* **Work to complete**
Extract every line of the listing below that contains the string "tree", matching uppercase and lowercase letters exactly.

[BEGIN Dataset records]

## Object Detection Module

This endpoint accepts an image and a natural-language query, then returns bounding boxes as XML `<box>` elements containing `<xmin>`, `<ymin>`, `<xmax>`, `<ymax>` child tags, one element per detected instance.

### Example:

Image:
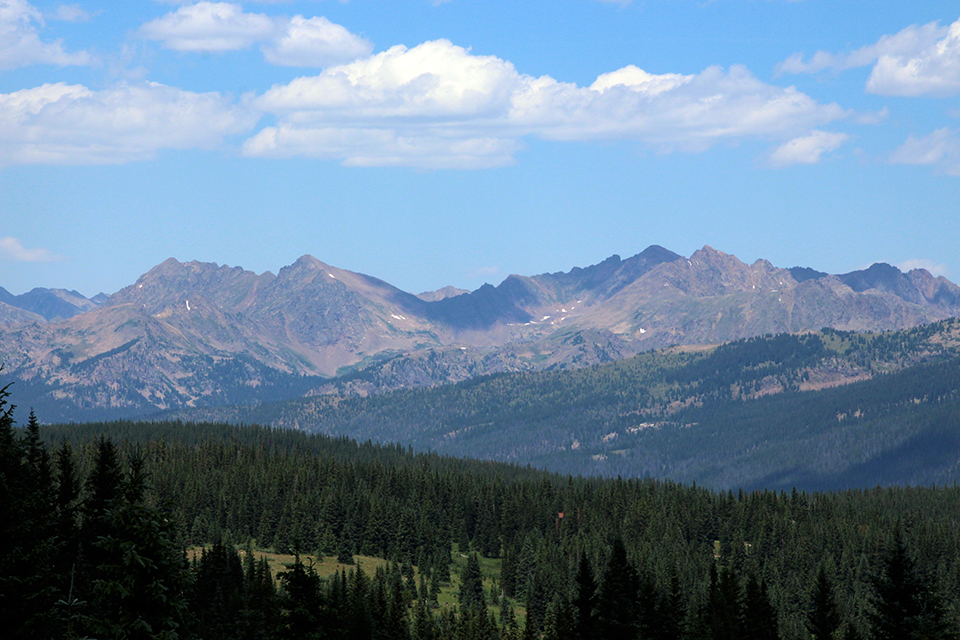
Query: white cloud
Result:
<box><xmin>54</xmin><ymin>4</ymin><xmax>90</xmax><ymax>22</ymax></box>
<box><xmin>140</xmin><ymin>2</ymin><xmax>278</xmax><ymax>53</ymax></box>
<box><xmin>244</xmin><ymin>40</ymin><xmax>849</xmax><ymax>167</ymax></box>
<box><xmin>0</xmin><ymin>83</ymin><xmax>258</xmax><ymax>167</ymax></box>
<box><xmin>0</xmin><ymin>0</ymin><xmax>91</xmax><ymax>69</ymax></box>
<box><xmin>890</xmin><ymin>127</ymin><xmax>960</xmax><ymax>176</ymax></box>
<box><xmin>777</xmin><ymin>20</ymin><xmax>960</xmax><ymax>96</ymax></box>
<box><xmin>897</xmin><ymin>259</ymin><xmax>950</xmax><ymax>278</ymax></box>
<box><xmin>261</xmin><ymin>16</ymin><xmax>373</xmax><ymax>67</ymax></box>
<box><xmin>0</xmin><ymin>236</ymin><xmax>65</xmax><ymax>262</ymax></box>
<box><xmin>770</xmin><ymin>131</ymin><xmax>850</xmax><ymax>167</ymax></box>
<box><xmin>140</xmin><ymin>2</ymin><xmax>373</xmax><ymax>67</ymax></box>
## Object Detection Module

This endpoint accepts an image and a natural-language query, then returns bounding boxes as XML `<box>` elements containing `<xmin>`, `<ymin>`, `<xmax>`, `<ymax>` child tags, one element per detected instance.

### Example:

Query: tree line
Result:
<box><xmin>0</xmin><ymin>382</ymin><xmax>960</xmax><ymax>640</ymax></box>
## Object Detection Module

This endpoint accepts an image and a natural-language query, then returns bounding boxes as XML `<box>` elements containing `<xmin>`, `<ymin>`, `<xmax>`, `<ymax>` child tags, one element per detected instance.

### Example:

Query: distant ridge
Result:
<box><xmin>0</xmin><ymin>245</ymin><xmax>960</xmax><ymax>419</ymax></box>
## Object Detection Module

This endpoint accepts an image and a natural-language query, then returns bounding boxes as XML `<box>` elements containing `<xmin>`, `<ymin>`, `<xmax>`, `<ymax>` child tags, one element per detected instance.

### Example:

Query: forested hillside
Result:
<box><xmin>9</xmin><ymin>388</ymin><xmax>960</xmax><ymax>640</ymax></box>
<box><xmin>173</xmin><ymin>320</ymin><xmax>960</xmax><ymax>490</ymax></box>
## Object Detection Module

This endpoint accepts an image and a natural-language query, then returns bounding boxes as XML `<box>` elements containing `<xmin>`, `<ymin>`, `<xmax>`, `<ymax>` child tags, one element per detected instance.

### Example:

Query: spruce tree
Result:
<box><xmin>807</xmin><ymin>564</ymin><xmax>841</xmax><ymax>640</ymax></box>
<box><xmin>596</xmin><ymin>538</ymin><xmax>640</xmax><ymax>640</ymax></box>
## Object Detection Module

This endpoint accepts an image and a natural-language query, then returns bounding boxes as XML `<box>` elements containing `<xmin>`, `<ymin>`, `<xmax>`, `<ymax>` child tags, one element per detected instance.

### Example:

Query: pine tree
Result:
<box><xmin>459</xmin><ymin>553</ymin><xmax>484</xmax><ymax>608</ymax></box>
<box><xmin>596</xmin><ymin>538</ymin><xmax>640</xmax><ymax>640</ymax></box>
<box><xmin>279</xmin><ymin>555</ymin><xmax>323</xmax><ymax>640</ymax></box>
<box><xmin>807</xmin><ymin>564</ymin><xmax>840</xmax><ymax>640</ymax></box>
<box><xmin>871</xmin><ymin>526</ymin><xmax>957</xmax><ymax>640</ymax></box>
<box><xmin>88</xmin><ymin>455</ymin><xmax>189</xmax><ymax>640</ymax></box>
<box><xmin>572</xmin><ymin>553</ymin><xmax>597</xmax><ymax>638</ymax></box>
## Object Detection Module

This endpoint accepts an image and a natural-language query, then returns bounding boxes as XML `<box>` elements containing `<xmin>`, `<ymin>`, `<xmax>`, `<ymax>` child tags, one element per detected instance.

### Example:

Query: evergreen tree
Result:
<box><xmin>596</xmin><ymin>538</ymin><xmax>640</xmax><ymax>640</ymax></box>
<box><xmin>459</xmin><ymin>553</ymin><xmax>484</xmax><ymax>608</ymax></box>
<box><xmin>572</xmin><ymin>553</ymin><xmax>597</xmax><ymax>639</ymax></box>
<box><xmin>81</xmin><ymin>455</ymin><xmax>188</xmax><ymax>640</ymax></box>
<box><xmin>0</xmin><ymin>385</ymin><xmax>66</xmax><ymax>638</ymax></box>
<box><xmin>807</xmin><ymin>564</ymin><xmax>841</xmax><ymax>640</ymax></box>
<box><xmin>871</xmin><ymin>526</ymin><xmax>957</xmax><ymax>640</ymax></box>
<box><xmin>278</xmin><ymin>555</ymin><xmax>323</xmax><ymax>640</ymax></box>
<box><xmin>740</xmin><ymin>573</ymin><xmax>780</xmax><ymax>640</ymax></box>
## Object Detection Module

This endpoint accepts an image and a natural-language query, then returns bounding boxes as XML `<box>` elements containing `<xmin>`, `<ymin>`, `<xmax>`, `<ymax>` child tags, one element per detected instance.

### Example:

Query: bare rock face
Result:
<box><xmin>0</xmin><ymin>246</ymin><xmax>960</xmax><ymax>420</ymax></box>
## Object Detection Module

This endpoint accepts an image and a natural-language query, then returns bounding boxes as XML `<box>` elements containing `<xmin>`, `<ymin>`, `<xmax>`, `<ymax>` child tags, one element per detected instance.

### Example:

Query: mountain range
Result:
<box><xmin>0</xmin><ymin>246</ymin><xmax>960</xmax><ymax>421</ymax></box>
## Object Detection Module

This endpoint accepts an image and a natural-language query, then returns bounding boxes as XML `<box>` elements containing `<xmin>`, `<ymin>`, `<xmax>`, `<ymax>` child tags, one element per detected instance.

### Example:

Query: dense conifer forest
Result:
<box><xmin>0</xmin><ymin>380</ymin><xmax>960</xmax><ymax>640</ymax></box>
<box><xmin>167</xmin><ymin>319</ymin><xmax>960</xmax><ymax>491</ymax></box>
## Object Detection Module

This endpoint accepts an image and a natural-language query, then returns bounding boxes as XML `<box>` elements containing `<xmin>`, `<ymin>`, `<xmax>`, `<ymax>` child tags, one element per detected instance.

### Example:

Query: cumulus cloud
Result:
<box><xmin>770</xmin><ymin>131</ymin><xmax>850</xmax><ymax>167</ymax></box>
<box><xmin>0</xmin><ymin>236</ymin><xmax>65</xmax><ymax>262</ymax></box>
<box><xmin>0</xmin><ymin>82</ymin><xmax>258</xmax><ymax>166</ymax></box>
<box><xmin>777</xmin><ymin>20</ymin><xmax>960</xmax><ymax>96</ymax></box>
<box><xmin>0</xmin><ymin>0</ymin><xmax>91</xmax><ymax>69</ymax></box>
<box><xmin>890</xmin><ymin>127</ymin><xmax>960</xmax><ymax>176</ymax></box>
<box><xmin>140</xmin><ymin>2</ymin><xmax>373</xmax><ymax>67</ymax></box>
<box><xmin>244</xmin><ymin>40</ymin><xmax>849</xmax><ymax>167</ymax></box>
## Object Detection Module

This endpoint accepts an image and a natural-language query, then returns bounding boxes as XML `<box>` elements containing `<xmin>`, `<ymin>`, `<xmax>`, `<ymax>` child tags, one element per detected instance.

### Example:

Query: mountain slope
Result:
<box><xmin>0</xmin><ymin>246</ymin><xmax>960</xmax><ymax>419</ymax></box>
<box><xmin>165</xmin><ymin>321</ymin><xmax>960</xmax><ymax>489</ymax></box>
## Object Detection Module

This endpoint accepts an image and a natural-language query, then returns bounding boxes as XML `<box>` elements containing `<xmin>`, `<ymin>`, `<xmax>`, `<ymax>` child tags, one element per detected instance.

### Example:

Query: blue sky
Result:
<box><xmin>0</xmin><ymin>0</ymin><xmax>960</xmax><ymax>296</ymax></box>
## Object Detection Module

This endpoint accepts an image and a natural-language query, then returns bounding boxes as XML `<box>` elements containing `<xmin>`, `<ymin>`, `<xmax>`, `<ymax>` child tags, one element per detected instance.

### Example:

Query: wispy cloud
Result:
<box><xmin>890</xmin><ymin>127</ymin><xmax>960</xmax><ymax>176</ymax></box>
<box><xmin>139</xmin><ymin>2</ymin><xmax>373</xmax><ymax>68</ymax></box>
<box><xmin>770</xmin><ymin>131</ymin><xmax>850</xmax><ymax>167</ymax></box>
<box><xmin>0</xmin><ymin>82</ymin><xmax>259</xmax><ymax>167</ymax></box>
<box><xmin>0</xmin><ymin>236</ymin><xmax>66</xmax><ymax>262</ymax></box>
<box><xmin>776</xmin><ymin>20</ymin><xmax>960</xmax><ymax>96</ymax></box>
<box><xmin>0</xmin><ymin>0</ymin><xmax>92</xmax><ymax>69</ymax></box>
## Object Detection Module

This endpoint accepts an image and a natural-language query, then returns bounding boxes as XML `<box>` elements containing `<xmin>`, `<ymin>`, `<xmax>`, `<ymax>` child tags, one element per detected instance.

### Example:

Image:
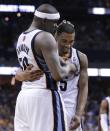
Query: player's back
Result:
<box><xmin>16</xmin><ymin>29</ymin><xmax>46</xmax><ymax>88</ymax></box>
<box><xmin>60</xmin><ymin>48</ymin><xmax>80</xmax><ymax>107</ymax></box>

[END Dataset records]

* **Exercise result**
Query: tree line
Query: spruce tree
Query: pine tree
Query: evergreen tree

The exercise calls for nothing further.